Listed records ->
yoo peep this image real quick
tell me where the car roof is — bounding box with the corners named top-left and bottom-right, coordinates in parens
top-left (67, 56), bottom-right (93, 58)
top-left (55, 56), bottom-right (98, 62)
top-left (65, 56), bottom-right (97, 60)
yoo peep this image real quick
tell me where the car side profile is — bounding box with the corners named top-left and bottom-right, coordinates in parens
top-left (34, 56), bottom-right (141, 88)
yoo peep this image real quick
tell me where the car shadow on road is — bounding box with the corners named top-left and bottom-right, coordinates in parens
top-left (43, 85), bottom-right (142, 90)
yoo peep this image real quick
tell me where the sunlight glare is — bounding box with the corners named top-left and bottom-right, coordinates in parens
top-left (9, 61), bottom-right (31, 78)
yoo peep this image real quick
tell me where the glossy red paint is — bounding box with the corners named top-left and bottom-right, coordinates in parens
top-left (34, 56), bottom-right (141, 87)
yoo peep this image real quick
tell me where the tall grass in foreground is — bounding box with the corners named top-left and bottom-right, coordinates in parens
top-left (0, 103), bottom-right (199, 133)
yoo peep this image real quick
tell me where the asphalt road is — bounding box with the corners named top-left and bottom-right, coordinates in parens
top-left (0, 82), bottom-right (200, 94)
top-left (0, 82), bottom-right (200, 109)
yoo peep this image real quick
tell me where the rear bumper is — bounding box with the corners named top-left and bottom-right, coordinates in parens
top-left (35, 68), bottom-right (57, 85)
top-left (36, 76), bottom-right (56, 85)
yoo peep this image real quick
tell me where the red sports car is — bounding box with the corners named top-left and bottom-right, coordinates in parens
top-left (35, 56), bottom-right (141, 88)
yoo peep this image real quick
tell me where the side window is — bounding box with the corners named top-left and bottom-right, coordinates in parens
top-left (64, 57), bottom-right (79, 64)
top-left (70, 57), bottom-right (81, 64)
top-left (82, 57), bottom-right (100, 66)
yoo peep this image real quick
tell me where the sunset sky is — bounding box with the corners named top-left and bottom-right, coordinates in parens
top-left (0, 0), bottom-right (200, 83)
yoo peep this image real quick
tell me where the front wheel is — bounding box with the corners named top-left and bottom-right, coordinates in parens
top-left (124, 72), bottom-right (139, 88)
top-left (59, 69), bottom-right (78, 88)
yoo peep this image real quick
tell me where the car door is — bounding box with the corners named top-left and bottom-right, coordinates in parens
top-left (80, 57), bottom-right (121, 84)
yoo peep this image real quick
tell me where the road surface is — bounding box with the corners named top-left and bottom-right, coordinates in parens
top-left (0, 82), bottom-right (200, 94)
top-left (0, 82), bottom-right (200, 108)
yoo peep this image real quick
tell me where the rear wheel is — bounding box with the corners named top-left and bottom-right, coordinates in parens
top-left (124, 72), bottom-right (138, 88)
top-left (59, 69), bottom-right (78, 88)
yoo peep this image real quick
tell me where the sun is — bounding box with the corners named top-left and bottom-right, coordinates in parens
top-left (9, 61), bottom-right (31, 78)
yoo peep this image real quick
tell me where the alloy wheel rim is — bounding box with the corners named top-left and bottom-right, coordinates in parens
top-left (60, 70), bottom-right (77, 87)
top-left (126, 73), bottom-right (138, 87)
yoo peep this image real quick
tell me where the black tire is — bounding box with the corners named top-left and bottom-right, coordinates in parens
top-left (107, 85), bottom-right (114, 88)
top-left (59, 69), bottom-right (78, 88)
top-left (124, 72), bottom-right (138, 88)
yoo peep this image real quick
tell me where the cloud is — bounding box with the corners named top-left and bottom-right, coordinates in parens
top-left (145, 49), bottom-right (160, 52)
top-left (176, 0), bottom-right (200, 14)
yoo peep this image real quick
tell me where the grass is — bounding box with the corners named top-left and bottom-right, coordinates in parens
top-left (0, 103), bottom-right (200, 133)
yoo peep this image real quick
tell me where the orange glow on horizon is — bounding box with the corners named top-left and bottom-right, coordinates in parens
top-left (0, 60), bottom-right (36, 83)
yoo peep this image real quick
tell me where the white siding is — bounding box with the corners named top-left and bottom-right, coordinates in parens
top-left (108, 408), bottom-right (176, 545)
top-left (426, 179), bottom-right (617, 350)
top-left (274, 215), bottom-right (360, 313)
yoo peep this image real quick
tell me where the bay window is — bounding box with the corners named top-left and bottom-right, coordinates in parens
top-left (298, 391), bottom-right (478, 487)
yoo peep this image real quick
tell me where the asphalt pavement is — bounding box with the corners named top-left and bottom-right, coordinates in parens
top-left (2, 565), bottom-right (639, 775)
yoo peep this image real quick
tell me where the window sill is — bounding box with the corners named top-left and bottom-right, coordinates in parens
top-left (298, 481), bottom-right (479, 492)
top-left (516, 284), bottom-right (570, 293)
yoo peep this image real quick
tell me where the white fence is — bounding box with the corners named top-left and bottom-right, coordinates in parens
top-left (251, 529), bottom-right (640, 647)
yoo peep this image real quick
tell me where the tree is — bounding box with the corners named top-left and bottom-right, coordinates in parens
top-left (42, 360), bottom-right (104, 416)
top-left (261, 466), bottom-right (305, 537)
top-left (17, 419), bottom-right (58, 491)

Instructions to follow ->
Transcribe every entry, keeping each line exactly as it reads.

Reply to the task ->
yoo peep this image real quick
tell me where the car roof is — bounding box with the corners named top-left and bottom-right, coordinates in parens
top-left (67, 56), bottom-right (93, 58)
top-left (55, 56), bottom-right (98, 62)
top-left (65, 56), bottom-right (97, 60)
yoo peep this image real quick
tell me where the car side profile is — bounding box with the corners named top-left and bottom-right, coordinates in parens
top-left (34, 56), bottom-right (141, 88)
yoo peep this image real quick
tell me where the car shadow on road is — bounding box with the corners named top-left and bottom-right, coordinates in parens
top-left (43, 85), bottom-right (142, 90)
yoo peep this image real quick
tell me where the sunlight glare is — bounding box with the corners named top-left and bottom-right, coordinates in parens
top-left (9, 61), bottom-right (31, 78)
yoo peep this image real quick
tell me where the glossy red paint is — bounding box with the corners named top-left and bottom-right, coordinates in parens
top-left (34, 56), bottom-right (141, 87)
yoo peep this image real quick
tell me where the tall grass in foreground is — bounding box with the corners named top-left and bottom-right, coordinates in parens
top-left (0, 103), bottom-right (199, 133)
yoo peep this image real quick
tell me where the asphalt road is — bounding box with the corners named top-left and bottom-right, coordinates in parens
top-left (0, 82), bottom-right (200, 94)
top-left (0, 82), bottom-right (200, 109)
yoo peep this image real quick
tell me where the rear bumper is — bounding box with the corners named top-left and bottom-right, coordinates in parens
top-left (35, 68), bottom-right (57, 85)
top-left (36, 76), bottom-right (56, 85)
yoo peep this image real quick
tell me where the red sports car is — bounding box with the corners named top-left and bottom-right, coordinates in parens
top-left (35, 56), bottom-right (141, 88)
yoo peep this image real quick
tell me where the side window is — bounding box with the corners named top-left and bottom-right, coordinates in parens
top-left (64, 57), bottom-right (79, 64)
top-left (70, 57), bottom-right (81, 64)
top-left (82, 57), bottom-right (100, 66)
yoo peep this image real quick
tell me where the sunset sky is — bounding box with the corners named top-left and bottom-right, coordinates in parens
top-left (0, 0), bottom-right (200, 83)
yoo peep this image real quick
tell me where the front wheel is — bounding box with the corners named top-left and bottom-right, coordinates in parens
top-left (124, 72), bottom-right (139, 88)
top-left (59, 69), bottom-right (78, 88)
yoo peep this image real quick
tell me where the car door is — bounding box with the corners named top-left and bottom-right, coordinates in parens
top-left (80, 57), bottom-right (121, 84)
yoo peep this image real quick
tell me where the road surface is — bounding box with the corners named top-left and bottom-right, coordinates in parens
top-left (0, 82), bottom-right (200, 94)
top-left (0, 82), bottom-right (200, 108)
yoo peep this image real quick
tell me where the rear wheel is — bounding box with the corners named top-left and bottom-right, coordinates in parens
top-left (124, 72), bottom-right (138, 88)
top-left (59, 69), bottom-right (78, 88)
yoo peep this image real quick
tell me where the sun is — bounding box with the corners named top-left and bottom-right, coordinates in parens
top-left (9, 61), bottom-right (31, 78)
yoo peep this image real quick
tell me where the alloy wheel rim is — bounding box with the corners named top-left and bottom-right, coordinates in parens
top-left (60, 70), bottom-right (77, 87)
top-left (126, 73), bottom-right (138, 87)
yoo peep this image real quick
tell me where the black tire is — bounding box with the corners named top-left and bottom-right, coordinates in parens
top-left (107, 85), bottom-right (114, 88)
top-left (59, 69), bottom-right (78, 88)
top-left (124, 72), bottom-right (138, 88)
yoo peep this image real quick
tell me where the cloud is — bounding box with the corners named top-left and bottom-right, coordinates in parens
top-left (145, 49), bottom-right (160, 52)
top-left (176, 0), bottom-right (200, 14)
yoo peep this image real quick
tell me where the grass is — bounding box with the corners named top-left and bottom-right, coordinates in parens
top-left (0, 103), bottom-right (200, 133)
yoo peep this image real quick
tell me where the orange glow on horizon is — bounding box with the corners named top-left and bottom-right, coordinates in parens
top-left (0, 60), bottom-right (36, 83)
yoo peep this image real quick
tell me where the white siding is — bounding box with the corners named top-left and bottom-right, coordinates in parens
top-left (108, 408), bottom-right (176, 545)
top-left (426, 179), bottom-right (617, 350)
top-left (274, 215), bottom-right (360, 313)
yoo peep this image real quick
tell me where the bay window is — bounding box with the corners named top-left and bottom-right, coordinates in parens
top-left (298, 391), bottom-right (478, 487)
yoo peep this image real quick
tell me where the asphalt pavement is — bounding box with the corners named top-left and bottom-right, coordinates in parens
top-left (2, 565), bottom-right (639, 775)
yoo peep this image real quick
tell me where the window sill is — bounding box with the corners named top-left and bottom-right, coordinates in parens
top-left (298, 481), bottom-right (479, 492)
top-left (516, 284), bottom-right (570, 293)
yoo peep this image real quick
tell me where the white fence is — bounding box with the corners named top-left and bottom-right, coordinates in parens
top-left (251, 529), bottom-right (640, 647)
yoo peep this image real quick
tell me where the tree is — bounding box with the corners named top-left and bottom-right, coordinates in parens
top-left (42, 360), bottom-right (104, 416)
top-left (261, 466), bottom-right (305, 537)
top-left (17, 419), bottom-right (58, 491)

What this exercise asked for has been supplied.